(JOB):
Count the lines in the rows below that contain the word "green", treating uppercase and lowercase as different, and reply with only that number.

★ ★ ★ ★

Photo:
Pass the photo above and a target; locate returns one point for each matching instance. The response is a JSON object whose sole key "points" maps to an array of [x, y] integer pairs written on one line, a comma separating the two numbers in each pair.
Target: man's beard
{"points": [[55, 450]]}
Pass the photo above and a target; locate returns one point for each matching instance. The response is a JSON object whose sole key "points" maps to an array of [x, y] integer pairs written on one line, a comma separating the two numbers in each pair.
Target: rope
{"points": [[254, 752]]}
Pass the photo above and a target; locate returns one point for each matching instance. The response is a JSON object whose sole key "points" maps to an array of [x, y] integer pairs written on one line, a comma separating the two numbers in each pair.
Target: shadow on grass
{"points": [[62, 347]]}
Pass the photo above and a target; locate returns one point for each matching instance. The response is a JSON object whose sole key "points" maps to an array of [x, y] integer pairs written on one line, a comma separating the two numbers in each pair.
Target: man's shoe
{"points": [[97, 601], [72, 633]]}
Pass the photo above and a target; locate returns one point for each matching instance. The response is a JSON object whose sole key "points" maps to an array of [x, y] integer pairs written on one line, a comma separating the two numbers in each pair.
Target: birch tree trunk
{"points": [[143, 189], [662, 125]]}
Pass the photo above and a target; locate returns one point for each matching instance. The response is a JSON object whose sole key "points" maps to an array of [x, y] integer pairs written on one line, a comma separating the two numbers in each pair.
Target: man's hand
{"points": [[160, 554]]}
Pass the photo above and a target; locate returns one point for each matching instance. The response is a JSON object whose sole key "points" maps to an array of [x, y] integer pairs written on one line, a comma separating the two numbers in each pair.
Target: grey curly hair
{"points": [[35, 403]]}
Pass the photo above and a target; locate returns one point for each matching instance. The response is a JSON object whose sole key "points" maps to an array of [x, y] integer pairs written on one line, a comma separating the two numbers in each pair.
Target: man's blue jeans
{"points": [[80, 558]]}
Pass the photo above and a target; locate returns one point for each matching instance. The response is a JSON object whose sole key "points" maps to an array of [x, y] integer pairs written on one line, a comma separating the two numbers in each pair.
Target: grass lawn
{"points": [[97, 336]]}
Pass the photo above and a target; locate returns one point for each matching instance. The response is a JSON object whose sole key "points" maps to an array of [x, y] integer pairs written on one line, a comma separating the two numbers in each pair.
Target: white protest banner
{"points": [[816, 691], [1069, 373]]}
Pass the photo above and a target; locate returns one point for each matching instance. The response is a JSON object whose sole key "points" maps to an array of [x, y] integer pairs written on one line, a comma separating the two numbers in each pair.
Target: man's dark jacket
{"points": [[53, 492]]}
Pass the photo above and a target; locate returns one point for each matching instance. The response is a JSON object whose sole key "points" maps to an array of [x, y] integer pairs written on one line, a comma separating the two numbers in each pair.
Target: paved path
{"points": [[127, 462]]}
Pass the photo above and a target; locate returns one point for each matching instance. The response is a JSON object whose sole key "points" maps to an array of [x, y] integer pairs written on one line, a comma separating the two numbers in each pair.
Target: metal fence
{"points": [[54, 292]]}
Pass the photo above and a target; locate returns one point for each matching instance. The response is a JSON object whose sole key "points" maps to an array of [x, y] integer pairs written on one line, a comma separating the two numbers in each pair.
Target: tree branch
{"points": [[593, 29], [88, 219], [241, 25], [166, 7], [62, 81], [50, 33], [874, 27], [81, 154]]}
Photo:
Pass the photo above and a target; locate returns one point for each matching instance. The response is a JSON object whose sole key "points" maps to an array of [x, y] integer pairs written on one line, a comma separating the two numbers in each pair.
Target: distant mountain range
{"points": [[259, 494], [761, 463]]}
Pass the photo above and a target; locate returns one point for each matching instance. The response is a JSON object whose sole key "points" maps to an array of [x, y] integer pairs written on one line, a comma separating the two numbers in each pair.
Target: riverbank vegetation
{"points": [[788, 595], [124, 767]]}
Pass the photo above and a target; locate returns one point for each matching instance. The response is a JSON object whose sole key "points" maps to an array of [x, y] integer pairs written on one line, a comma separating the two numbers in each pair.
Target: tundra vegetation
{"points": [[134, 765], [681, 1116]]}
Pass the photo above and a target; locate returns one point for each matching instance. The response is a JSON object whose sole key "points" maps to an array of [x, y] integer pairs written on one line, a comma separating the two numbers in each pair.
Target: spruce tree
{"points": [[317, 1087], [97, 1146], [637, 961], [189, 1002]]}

★ ★ ★ ★

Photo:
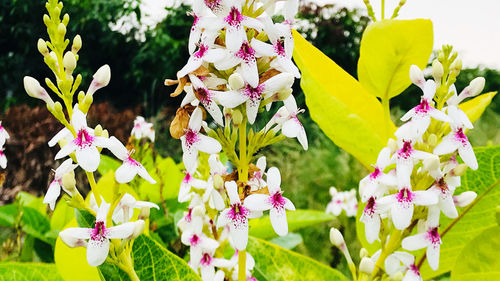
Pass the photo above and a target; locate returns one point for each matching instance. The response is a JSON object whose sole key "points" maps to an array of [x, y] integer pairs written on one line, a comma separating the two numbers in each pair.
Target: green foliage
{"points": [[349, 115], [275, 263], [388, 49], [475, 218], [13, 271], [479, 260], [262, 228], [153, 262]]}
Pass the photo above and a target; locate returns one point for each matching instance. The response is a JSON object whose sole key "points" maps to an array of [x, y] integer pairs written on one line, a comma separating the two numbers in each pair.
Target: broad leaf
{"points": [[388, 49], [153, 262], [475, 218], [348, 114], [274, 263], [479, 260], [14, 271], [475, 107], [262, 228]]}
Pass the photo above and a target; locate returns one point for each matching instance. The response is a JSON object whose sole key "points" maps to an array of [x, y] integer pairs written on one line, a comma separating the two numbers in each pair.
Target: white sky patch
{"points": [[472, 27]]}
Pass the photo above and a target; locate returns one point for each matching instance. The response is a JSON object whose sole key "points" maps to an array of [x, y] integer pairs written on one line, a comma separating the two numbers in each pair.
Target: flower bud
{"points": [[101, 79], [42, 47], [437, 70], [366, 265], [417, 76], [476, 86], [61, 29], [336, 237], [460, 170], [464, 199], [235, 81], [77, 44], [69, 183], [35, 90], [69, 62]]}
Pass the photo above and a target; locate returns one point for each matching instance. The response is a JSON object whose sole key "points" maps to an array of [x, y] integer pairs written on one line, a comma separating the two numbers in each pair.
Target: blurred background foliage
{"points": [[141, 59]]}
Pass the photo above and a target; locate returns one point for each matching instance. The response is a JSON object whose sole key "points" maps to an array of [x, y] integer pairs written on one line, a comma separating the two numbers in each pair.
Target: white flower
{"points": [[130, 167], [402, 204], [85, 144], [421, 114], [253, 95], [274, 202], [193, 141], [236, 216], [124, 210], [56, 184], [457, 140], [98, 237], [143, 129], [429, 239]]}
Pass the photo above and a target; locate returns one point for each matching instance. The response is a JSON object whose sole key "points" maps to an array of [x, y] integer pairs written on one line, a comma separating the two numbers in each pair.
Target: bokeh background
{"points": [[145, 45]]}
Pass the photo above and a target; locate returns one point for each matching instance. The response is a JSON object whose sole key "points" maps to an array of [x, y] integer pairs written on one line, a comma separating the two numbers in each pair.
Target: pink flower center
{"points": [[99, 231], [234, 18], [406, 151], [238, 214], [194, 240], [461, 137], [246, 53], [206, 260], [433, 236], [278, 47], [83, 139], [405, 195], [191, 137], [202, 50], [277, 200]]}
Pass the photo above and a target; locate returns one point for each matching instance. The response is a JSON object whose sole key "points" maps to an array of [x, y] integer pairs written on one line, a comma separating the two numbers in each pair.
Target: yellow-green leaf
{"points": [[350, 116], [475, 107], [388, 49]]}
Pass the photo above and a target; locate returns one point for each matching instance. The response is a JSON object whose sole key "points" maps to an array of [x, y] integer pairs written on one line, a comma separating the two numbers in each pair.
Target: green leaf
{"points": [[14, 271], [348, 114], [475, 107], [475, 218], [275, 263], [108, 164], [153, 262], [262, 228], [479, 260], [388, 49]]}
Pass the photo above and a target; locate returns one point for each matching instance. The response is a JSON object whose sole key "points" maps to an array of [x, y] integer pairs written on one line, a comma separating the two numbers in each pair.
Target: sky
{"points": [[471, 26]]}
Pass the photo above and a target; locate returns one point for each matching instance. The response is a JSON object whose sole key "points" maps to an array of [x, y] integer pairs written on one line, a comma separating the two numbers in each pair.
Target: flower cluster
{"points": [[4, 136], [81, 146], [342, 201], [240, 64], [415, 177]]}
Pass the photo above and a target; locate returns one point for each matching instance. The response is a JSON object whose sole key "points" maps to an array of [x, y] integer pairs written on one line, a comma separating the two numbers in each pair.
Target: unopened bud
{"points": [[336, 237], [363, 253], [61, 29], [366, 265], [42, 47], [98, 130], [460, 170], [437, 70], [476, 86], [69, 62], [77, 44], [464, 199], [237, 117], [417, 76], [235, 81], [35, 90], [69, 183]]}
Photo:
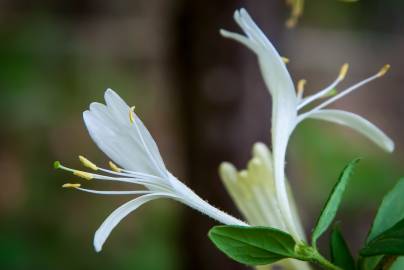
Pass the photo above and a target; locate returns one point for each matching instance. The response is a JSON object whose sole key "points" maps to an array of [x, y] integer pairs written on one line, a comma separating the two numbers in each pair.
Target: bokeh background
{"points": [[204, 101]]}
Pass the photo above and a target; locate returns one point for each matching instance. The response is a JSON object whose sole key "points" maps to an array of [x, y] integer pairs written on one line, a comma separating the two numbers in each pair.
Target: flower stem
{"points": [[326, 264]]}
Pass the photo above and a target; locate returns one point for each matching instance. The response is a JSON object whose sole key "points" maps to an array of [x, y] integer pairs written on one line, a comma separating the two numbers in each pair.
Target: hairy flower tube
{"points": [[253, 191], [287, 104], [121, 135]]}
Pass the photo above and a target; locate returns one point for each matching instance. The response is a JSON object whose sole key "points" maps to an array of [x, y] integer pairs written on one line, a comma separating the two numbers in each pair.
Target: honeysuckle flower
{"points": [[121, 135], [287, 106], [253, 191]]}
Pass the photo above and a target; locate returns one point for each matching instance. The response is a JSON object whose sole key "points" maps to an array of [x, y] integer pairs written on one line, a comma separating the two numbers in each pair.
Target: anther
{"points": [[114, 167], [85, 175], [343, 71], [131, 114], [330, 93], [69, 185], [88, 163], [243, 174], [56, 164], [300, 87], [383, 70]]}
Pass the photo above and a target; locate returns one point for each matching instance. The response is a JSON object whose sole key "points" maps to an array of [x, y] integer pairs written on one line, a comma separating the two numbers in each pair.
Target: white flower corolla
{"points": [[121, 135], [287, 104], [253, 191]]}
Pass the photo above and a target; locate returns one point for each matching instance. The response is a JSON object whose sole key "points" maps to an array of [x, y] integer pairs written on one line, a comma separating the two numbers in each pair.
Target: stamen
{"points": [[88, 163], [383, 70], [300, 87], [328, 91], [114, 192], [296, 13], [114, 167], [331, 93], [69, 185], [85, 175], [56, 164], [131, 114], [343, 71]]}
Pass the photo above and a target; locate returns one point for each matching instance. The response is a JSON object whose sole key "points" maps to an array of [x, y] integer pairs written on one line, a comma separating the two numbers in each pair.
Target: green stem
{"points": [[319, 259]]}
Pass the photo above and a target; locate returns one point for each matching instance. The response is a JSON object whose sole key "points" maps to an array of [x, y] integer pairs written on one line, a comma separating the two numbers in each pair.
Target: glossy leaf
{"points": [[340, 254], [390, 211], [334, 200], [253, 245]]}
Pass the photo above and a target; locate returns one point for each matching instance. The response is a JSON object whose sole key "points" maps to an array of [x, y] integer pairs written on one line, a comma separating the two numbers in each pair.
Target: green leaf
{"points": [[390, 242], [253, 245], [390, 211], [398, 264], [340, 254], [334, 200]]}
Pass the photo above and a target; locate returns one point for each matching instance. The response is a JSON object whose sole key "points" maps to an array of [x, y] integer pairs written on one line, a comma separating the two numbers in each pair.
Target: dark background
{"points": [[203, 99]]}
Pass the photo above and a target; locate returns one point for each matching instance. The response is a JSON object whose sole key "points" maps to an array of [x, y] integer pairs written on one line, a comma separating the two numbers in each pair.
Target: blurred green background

★ ★ ★ ★

(ANSWER TO THE EXERCISE):
6